** Begin EXTRACTED TEXT **

1969 (Long Beach, CA)

Genres:

R&B, Funk, Latin, Soul, Pop-Soul

Principal Members:

Howard E. Scott (b. March 15, 1946, San Pedro, CA): guitar, vocals
Harold Brown (b. March 17, 1946, Long Beach, CA): drums, vocals, percussion
Lee Oskar (b. March 24, 1948, Copenhagen, Denmark): harmonica, vocals
B. B. Dickerson (b. Morris Dickerson, August 3, 1949, Torrance, CA): bass, vocals
Lonnie Jordan (b. November 21, 1948, San Diego, CA): keyboards, vocals
Charles Miller (b. June 2, 1939, Olathe, KS; d. June 13, 1980, Hollywood, CA): saxophone, flute, clarinet, vocals
"Papa" Dee Allen (b. Thomas Sylvester Allen, July 18, 1931, Wilmington, DE; d. August 30, 1988, Long Beach, CA): percussion, vocals

Contributions to music:

  • Their 1975 hit "Lowrider" has become an anthem of sorts for the Latino custom car community
  • One of the era's finest funk bands
  • Merged funk with Latin music to create a potent cultural hybrid
  • A leading voice of musical protest in the early Seventies
  • Harmonica player Lee Oskar is considered one of the instrument's great innovators

Early years:

War began with founding members Harold Brown and Harold E. Scott's creation of a high-school R&B cover/jamband called, ironically enough, the Creators. By 1968, with most of the original members off to Vietnam, the Creators became Nightshift, and got a job backing L.A. Rams tackle Deacon Jones at a local club. It was here where they met veteran record producer Jerry Goldstein, who renamed them War (for shock purposes) and got them a gig backing ex-Animals singer Eric Burdon on his next solo project. With him, Burdon had brought Danish harmonica player Lee Oskar, later to become an integral part of the septet's sound.

** End EXTRACTED TEXT **

TASK LIST:
a - Reproduce verbatim the passage of the War profile above, from "War began with" up to and including "the septet's sound.".
b - Answer these questions using the War profile above:
(i) In what city and country was Lee Oskar born?
(ii) In what year was "Lowrider" a hit?
(iii) Who renamed the band War?

** Begin GIVEN DATA **

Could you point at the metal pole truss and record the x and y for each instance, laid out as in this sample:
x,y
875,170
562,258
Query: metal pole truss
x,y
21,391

** End GIVEN DATA **
** Begin GIVEN DATA **

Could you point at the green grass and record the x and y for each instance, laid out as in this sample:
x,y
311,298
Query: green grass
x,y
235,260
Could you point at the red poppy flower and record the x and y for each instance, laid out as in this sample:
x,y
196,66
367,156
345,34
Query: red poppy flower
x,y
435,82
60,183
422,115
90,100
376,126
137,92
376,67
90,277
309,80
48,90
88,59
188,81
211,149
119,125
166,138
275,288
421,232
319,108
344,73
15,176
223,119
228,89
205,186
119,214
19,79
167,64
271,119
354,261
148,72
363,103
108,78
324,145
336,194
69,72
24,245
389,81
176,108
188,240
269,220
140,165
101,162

** End GIVEN DATA **

THE RESULTS:
a -
War began with founding members Harold Brown and Harold E. Scott's creation of a high-school R&B cover/jamband called, ironically enough, the Creators. By 1968, with most of the original members off to Vietnam, the Creators became Nightshift, and got a job backing L.A. Rams tackle Deacon Jones at a local club. It was here where they met veteran record producer Jerry Goldstein, who renamed them War (for shock purposes) and got them a gig backing ex-Animals singer Eric Burdon on his next solo project. With him, Burdon had brought Danish harmonica player Lee Oskar, later to become an integral part of the septet's sound.

b -
(i) Copenhagen, Denmark
(ii) 1975
(iii) Jerry Goldstein